Questions to answer:
1) In the piece on Northwestern's COVID testing, what method has Northwestern used for the past year?
2) Continue the piece on Northwestern's COVID testing from the point where it stops.

*** Text provided ***

Northwestern Implements New Rectal COVID Testing

For the past year, Northwestern has been testing for COVID with nasal swabs. However, weeks in the red zone have called for a new method with more accuracy. Northwestern has recently announced its new plan to improve COVID testing: rectal testing. With lines spanning the length of Sheridan, Northwestern Administration figured there may as well be an enjoyable experience at the end of the long-ass wait.

*** End of Text provided ***
*** Entries supplied ***

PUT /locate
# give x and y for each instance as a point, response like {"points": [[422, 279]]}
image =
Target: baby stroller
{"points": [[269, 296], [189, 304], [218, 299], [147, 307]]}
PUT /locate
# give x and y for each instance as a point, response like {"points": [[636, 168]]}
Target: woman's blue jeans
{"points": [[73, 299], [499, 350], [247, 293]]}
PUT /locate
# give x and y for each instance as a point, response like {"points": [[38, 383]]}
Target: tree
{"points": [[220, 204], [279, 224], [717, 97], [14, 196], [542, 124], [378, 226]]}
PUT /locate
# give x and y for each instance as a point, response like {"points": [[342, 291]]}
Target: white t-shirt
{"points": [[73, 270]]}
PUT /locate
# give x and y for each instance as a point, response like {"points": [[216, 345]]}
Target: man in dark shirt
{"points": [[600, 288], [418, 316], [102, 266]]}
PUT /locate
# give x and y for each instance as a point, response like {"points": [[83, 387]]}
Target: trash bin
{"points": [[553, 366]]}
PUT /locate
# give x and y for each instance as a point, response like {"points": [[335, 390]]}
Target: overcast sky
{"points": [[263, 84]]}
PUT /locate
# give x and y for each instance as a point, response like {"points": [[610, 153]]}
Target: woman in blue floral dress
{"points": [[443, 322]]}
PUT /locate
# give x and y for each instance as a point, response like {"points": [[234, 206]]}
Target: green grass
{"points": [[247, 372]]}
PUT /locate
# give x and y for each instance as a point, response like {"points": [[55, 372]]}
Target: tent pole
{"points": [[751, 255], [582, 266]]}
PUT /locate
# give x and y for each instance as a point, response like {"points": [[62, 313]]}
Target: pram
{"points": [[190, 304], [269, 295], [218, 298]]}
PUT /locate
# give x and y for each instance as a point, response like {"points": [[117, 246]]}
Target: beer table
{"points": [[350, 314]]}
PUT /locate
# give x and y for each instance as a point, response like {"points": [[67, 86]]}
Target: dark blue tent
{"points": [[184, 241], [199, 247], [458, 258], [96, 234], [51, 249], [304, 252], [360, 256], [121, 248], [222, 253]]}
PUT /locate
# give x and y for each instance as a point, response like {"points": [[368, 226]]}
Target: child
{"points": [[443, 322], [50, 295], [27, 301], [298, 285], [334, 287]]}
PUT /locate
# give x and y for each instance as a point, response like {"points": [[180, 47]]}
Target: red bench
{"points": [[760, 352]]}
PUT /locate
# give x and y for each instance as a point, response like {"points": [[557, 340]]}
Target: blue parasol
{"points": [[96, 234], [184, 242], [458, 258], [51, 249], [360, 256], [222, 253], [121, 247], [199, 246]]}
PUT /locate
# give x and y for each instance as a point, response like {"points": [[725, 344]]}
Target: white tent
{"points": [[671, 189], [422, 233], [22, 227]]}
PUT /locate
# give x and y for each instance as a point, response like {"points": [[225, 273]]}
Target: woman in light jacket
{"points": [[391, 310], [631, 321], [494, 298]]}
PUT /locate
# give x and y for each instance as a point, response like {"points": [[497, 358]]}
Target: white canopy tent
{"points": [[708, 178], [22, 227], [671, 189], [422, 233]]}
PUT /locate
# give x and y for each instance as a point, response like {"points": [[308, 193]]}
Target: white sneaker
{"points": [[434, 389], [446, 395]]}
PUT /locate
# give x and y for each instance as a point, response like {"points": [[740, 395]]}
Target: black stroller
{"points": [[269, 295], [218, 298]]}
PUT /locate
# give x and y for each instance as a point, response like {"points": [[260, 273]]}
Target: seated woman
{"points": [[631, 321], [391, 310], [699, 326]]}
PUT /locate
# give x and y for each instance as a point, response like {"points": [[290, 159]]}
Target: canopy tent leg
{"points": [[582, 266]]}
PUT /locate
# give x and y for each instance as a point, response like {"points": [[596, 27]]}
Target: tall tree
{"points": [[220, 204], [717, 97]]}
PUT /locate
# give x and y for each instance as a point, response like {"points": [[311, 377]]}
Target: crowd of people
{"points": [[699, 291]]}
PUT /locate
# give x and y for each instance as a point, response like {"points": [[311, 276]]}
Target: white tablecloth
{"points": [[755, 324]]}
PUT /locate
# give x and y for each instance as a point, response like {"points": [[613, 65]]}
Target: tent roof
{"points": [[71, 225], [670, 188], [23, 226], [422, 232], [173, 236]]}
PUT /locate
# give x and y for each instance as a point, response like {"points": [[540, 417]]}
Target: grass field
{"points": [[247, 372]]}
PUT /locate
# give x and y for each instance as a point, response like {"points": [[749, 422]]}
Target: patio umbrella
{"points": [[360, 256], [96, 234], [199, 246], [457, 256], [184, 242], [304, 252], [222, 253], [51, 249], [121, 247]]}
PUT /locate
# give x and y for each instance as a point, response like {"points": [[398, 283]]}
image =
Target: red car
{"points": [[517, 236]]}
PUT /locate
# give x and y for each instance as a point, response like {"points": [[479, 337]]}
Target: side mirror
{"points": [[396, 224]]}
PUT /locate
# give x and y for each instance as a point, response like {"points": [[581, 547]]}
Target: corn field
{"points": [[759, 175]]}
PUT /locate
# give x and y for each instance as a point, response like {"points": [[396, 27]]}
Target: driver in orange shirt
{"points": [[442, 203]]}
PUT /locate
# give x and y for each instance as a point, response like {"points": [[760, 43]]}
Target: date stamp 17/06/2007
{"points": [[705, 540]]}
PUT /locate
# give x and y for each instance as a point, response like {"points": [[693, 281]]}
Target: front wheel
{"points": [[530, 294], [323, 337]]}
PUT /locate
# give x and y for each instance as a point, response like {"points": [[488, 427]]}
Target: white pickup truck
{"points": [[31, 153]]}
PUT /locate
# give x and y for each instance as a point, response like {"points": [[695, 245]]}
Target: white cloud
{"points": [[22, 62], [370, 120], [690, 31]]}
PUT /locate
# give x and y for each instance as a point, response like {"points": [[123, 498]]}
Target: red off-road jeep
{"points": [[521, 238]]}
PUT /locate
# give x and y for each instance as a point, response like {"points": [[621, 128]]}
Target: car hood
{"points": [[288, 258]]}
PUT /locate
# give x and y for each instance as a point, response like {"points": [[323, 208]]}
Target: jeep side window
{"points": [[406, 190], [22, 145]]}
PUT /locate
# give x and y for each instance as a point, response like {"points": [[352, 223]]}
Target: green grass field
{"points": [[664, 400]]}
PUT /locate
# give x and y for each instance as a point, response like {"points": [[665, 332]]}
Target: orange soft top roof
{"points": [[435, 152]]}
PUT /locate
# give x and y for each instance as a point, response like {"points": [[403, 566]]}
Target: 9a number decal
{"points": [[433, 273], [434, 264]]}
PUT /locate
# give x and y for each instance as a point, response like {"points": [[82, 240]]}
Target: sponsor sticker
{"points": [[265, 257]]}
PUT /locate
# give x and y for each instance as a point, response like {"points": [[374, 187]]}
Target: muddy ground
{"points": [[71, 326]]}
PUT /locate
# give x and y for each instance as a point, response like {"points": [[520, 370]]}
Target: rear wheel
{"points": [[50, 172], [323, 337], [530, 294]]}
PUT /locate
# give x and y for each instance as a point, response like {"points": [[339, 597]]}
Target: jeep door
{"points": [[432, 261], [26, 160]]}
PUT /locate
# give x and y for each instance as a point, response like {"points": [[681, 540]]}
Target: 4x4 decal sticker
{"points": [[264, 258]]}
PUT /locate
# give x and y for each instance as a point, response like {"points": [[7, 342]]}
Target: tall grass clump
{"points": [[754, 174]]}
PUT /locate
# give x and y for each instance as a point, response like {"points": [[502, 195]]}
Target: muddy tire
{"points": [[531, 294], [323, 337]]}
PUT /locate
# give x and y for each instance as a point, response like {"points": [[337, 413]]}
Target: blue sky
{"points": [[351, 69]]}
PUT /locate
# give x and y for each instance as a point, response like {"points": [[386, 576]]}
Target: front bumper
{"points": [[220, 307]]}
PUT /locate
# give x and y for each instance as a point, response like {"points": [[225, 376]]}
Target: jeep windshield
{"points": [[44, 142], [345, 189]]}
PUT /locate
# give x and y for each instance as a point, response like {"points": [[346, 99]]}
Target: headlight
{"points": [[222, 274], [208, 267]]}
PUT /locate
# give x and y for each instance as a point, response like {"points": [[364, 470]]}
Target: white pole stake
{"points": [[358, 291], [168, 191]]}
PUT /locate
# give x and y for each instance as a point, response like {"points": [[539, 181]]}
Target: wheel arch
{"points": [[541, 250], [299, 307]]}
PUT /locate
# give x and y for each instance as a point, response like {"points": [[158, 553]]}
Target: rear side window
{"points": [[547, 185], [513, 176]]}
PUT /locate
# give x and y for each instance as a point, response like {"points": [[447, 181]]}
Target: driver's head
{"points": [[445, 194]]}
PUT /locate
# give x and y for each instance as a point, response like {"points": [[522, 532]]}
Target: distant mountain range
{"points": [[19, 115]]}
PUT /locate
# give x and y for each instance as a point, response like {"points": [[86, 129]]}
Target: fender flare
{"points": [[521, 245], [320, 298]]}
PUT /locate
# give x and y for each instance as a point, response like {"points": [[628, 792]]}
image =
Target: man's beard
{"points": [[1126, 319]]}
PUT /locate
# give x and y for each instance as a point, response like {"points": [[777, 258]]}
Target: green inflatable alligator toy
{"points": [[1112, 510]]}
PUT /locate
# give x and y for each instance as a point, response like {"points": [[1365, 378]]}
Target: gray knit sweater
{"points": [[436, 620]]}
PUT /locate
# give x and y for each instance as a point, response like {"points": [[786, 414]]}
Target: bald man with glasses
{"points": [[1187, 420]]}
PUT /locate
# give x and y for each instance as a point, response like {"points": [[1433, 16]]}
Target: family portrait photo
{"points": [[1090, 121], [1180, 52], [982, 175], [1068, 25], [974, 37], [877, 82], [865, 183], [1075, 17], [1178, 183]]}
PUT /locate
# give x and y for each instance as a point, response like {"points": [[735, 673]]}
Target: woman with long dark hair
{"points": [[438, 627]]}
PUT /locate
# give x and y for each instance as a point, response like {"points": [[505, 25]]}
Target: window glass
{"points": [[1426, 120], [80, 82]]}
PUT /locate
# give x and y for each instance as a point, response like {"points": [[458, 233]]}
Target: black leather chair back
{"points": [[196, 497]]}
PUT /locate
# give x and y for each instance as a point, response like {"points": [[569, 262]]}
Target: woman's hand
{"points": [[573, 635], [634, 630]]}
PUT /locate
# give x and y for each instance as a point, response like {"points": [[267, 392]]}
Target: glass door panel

*** End of Entries supplied ***

Outputs in order:
1) Nasal swabs.

2)
Beginning next Monday, testing will take place in the guy inside of Willie the Wildcat’s apartment – enter through the back door. In an effort to economize, each individual station will be separated by smegma stained sheets left unclaimed by students in laundry rooms across campus. Anxious students can opt to have staff members perform the swab for them if they beg and call them master. Under the watchful eyes of high-level personnel, those opting to go solo are reminded to use fifteen deep, circular motions while penetrating the rectum. Staff members advise to swab for as long as it takes you to sing the Northwestern fight song. For freshmen that do not know it, fuck you. Furthermore, if the anus is too dry, lube will be provided. Student volunteers are currently being solicited to perform swabbing and are advised that performing or viewing the testing will be the only reward offered.

A few students have come forward regarding hemorrhoid issues. President Shapiro has responded, “You’re shit outta luck. Ha, get it?”